_TASK ITEM_.
Summarize the sequencing coverage thread in two sentences.

_QUOTED PASSAGE_.
· · · · · · ·

Coverage required

Question

I was came across a problem during an exercise in a book and I don't really know how to solve it. I feel like something's missing.

"coverage, c = $NL/G$ (N=number of reads, L=read length, G=genome length) total expected gap length = $G(e^{-c})$ total number of gaps = $N(e^{-c})$

Question: You want to sequence a 4 Mb genome by the shotgun method, by assembling random fragments with read length 500. What coverage would you require, to expect no more than four gaps, assuming no complications arising from repetitive sequences or far-from equimolar base composition?"

The answer from the book is basically just: Solve $N(e^{-c})=4$ for $c$, but the question doesn't give what $N$ is?

Answer 1

According to the book you mentionned Introduction to Genomics SecondEdition by Arthur MLesk p.113

(a) What fraction of a genome could you expect to assemble from eightfold coverage? 
(b) What total gap length would you expect in an assembly of a 2 Mb target genome size from eightfold coverage? 
(c) How many gaps would you expect in an assembly of a 2 Mb target genome size from an eightfold coverage of fragments with a read length of 500? 
(d) You want to sequence a 4 Mb genome by the shotgun method, by assembling random fragments with read length 500. What coverage would you require, to expect no more than four gaps, assuming no complications arising from repetitive sequences or far-from-equimolar base composition?

I'm agreed that whitout knowing $ N $ it's not obvious to answer this last question so perhaps they're a mistake in the statement of this exercise. As Devon Ryan suggested, let's assume eightfold coverage means the coverage $ C $ = 8X

So we can calculate the number of reads:

$ N = \frac{GC}{L} $

$ N = \frac{4000000\times{8}}{500} = 64000 $ reads

Then we can calculate the required coverage to expect no more than four gaps:

$ N( e^{-C}) = 4 $

$ e^{C} = \frac{N}{4} $

$ C = log{\frac{N}{4}} $

$ C $ = 10X

(PS: I would like to thank @LordOfRacoons to help answer this question.)

· · · · · · ·

Saved entries

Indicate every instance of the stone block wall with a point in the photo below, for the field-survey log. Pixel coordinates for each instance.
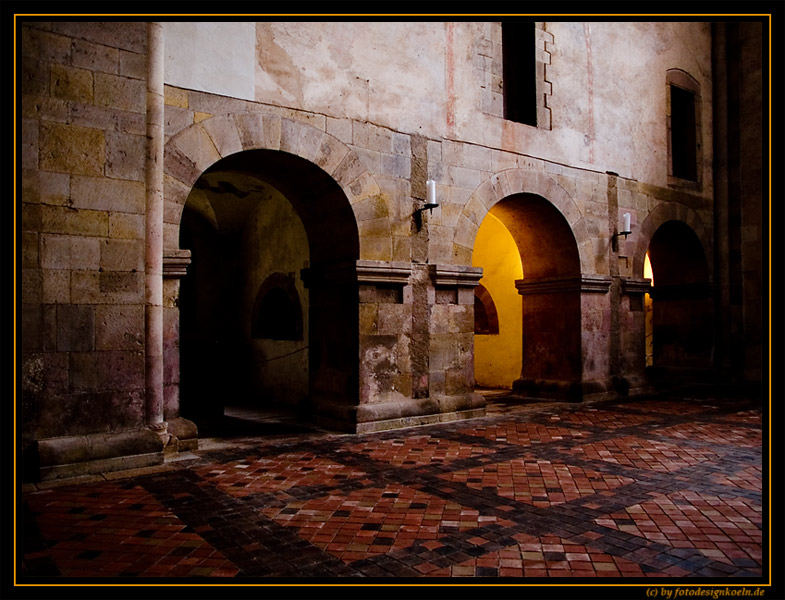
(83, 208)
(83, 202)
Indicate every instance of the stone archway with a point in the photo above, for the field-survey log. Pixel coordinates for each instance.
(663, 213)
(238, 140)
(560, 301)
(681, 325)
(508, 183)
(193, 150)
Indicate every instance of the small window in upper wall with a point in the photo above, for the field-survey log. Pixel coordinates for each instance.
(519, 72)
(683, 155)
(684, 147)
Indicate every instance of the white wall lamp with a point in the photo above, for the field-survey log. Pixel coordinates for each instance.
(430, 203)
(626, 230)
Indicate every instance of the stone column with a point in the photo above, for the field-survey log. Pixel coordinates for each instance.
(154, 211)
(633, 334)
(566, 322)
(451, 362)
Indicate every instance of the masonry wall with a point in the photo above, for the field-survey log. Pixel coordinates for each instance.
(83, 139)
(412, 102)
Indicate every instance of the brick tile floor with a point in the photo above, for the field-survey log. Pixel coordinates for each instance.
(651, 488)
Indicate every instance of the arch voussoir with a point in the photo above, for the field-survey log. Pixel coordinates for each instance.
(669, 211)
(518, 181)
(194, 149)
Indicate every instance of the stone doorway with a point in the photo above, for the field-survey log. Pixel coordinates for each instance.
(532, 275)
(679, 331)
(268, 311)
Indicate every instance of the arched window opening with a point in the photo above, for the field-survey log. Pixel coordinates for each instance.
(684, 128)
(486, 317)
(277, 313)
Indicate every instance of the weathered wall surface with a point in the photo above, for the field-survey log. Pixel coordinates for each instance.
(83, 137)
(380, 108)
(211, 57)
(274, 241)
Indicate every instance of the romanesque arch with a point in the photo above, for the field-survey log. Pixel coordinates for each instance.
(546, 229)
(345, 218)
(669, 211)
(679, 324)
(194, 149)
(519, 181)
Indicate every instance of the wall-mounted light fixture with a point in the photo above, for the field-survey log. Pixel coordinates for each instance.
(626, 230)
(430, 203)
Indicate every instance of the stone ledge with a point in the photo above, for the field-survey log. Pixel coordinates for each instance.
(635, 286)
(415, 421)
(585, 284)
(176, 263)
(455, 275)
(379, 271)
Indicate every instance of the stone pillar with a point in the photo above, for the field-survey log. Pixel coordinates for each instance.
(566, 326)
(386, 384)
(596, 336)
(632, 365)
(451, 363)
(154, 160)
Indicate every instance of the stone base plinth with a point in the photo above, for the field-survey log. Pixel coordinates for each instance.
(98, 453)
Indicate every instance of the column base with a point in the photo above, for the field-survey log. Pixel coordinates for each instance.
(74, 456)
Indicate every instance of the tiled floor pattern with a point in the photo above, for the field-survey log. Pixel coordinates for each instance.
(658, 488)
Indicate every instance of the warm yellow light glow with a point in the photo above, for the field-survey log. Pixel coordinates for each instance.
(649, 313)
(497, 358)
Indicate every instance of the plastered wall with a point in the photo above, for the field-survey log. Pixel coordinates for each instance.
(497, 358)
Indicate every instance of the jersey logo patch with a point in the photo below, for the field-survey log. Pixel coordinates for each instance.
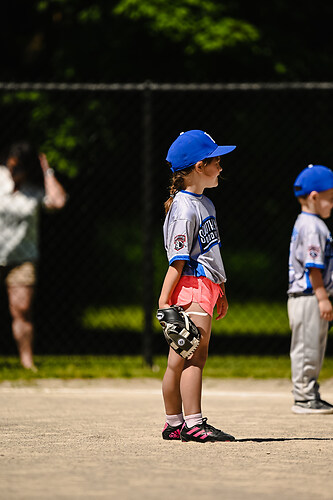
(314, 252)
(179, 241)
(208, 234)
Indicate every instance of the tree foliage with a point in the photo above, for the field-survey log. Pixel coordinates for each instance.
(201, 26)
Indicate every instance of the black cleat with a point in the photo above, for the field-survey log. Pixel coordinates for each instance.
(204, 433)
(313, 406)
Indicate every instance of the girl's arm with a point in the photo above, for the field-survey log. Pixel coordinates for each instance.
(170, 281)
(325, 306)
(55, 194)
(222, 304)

· · · · · · ·

_SOLUTION_.
A textbook exercise asks what coverage is needed to expect no more than four gaps when shotgun-sequencing a 4 Mb genome with 500-base reads, but the book's solution of solving N(e^{-c}) = 4 for c leaves N unspecified. The reply suspects an error in the exercise, assumes eightfold coverage to calculate 64,000 reads, and then solves for a required coverage of 10X.